Stored data: Begin
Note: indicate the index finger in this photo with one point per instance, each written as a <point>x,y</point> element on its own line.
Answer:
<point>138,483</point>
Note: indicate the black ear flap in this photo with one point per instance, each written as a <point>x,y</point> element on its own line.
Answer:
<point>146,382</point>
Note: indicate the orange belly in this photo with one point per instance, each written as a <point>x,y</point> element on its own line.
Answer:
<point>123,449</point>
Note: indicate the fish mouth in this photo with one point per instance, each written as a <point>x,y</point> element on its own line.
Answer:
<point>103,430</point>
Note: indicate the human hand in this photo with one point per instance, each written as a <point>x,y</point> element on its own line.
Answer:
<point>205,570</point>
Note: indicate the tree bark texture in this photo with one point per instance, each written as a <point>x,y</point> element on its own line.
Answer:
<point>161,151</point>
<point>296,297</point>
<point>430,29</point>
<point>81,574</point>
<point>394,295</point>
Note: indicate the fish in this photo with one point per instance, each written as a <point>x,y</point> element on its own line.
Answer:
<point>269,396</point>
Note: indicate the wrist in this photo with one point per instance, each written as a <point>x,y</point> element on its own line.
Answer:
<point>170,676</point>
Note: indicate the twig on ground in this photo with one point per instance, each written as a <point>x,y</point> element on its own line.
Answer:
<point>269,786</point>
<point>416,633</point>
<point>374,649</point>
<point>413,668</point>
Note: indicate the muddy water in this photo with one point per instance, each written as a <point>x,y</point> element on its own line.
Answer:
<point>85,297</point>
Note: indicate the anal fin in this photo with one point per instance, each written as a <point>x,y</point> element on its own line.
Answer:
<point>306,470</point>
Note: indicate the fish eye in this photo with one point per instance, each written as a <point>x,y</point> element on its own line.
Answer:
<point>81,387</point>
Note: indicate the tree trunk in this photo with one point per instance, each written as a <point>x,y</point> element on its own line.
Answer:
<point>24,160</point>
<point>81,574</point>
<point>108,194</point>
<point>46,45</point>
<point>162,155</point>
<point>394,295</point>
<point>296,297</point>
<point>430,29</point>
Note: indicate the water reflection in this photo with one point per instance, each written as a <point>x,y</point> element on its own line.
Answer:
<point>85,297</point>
Stored data: End
Task statement
Would it be possible to set down the full listing again, character for character?

Written response
Note: indicate the index finger in this photo with one point per instance, each written as a <point>x,y</point> element on its own line.
Answer:
<point>138,483</point>
Note: indicate the black ear flap in this photo with one point per instance, each written as a <point>x,y</point> element on its own line.
Answer:
<point>146,382</point>
Note: indicate the orange belly in this photo with one point per instance, each written as a <point>x,y</point> element on its own line.
Answer:
<point>123,449</point>
Note: indicate the fish mouth in this photo with one point per instance, each written as a <point>x,y</point> element on its own line.
Answer:
<point>103,430</point>
Note: indicate the human hand in this photo with one point per instance, each written as a <point>x,y</point> element on its own line.
Answer:
<point>205,570</point>
Note: indicate the tree bark texture in this photo with one point per instance, each written as a <point>x,y</point> element on its own line.
Answer:
<point>161,151</point>
<point>296,297</point>
<point>430,29</point>
<point>81,574</point>
<point>394,295</point>
Note: indicate the fish in this photo with one point per instance, each written as a <point>x,y</point> element on its own line.
Answer:
<point>269,396</point>
Note: indicate the wrist in this photo with one point per instance, each written as a <point>x,y</point> element on its own line.
Answer:
<point>170,676</point>
Note: indicate the twig on ground in this photo with one point per instance, each written as a <point>x,y</point> element on its own line.
Answer:
<point>269,786</point>
<point>416,633</point>
<point>374,649</point>
<point>413,668</point>
Note: indicate the muddy water in this photo with one point per instance, each written as a <point>x,y</point> element on its own line.
Answer:
<point>85,297</point>
Note: indicate the anal fin in this photo with one point per instance, each written as a <point>x,y</point> element on its own line.
Answer:
<point>306,470</point>
Note: indicate the fish eye in this photo with one point per instance, each written as a <point>x,y</point> element on its own line.
Answer:
<point>81,387</point>
Note: indicate the tree trunk in this photo with one point per instance, each written as a <point>x,y</point> element on its own line.
Answer:
<point>24,160</point>
<point>81,574</point>
<point>108,194</point>
<point>46,45</point>
<point>162,155</point>
<point>394,295</point>
<point>296,297</point>
<point>430,29</point>
Note: indicate the water reflection in this photo with one point per instance, each written as a <point>x,y</point> element on its own line.
Answer:
<point>85,297</point>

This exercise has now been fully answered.